**Aim of the task**
Show every line in the listing below that contains the word "wall", matching case exactly.

-=-=-

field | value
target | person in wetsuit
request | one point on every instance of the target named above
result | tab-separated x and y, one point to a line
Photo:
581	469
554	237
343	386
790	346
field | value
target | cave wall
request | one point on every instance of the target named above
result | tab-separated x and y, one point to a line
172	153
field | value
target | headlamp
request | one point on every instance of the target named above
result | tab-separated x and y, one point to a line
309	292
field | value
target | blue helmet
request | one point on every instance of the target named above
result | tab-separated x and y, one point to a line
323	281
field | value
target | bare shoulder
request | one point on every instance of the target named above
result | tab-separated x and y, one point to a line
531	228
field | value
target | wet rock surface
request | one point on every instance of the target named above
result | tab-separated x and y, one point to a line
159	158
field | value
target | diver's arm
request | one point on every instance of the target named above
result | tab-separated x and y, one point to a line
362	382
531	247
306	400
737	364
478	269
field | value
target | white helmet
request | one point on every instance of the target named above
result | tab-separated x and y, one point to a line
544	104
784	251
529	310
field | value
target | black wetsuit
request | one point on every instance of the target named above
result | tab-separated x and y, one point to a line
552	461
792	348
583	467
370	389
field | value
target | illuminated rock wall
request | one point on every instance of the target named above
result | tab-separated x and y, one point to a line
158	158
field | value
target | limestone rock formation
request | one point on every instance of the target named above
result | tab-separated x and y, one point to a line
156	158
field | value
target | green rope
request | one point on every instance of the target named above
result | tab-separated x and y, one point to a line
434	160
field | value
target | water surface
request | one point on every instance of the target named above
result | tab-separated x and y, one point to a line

-=-=-

**Result for this exercise**
target | cave wall
target | illuminated rock wall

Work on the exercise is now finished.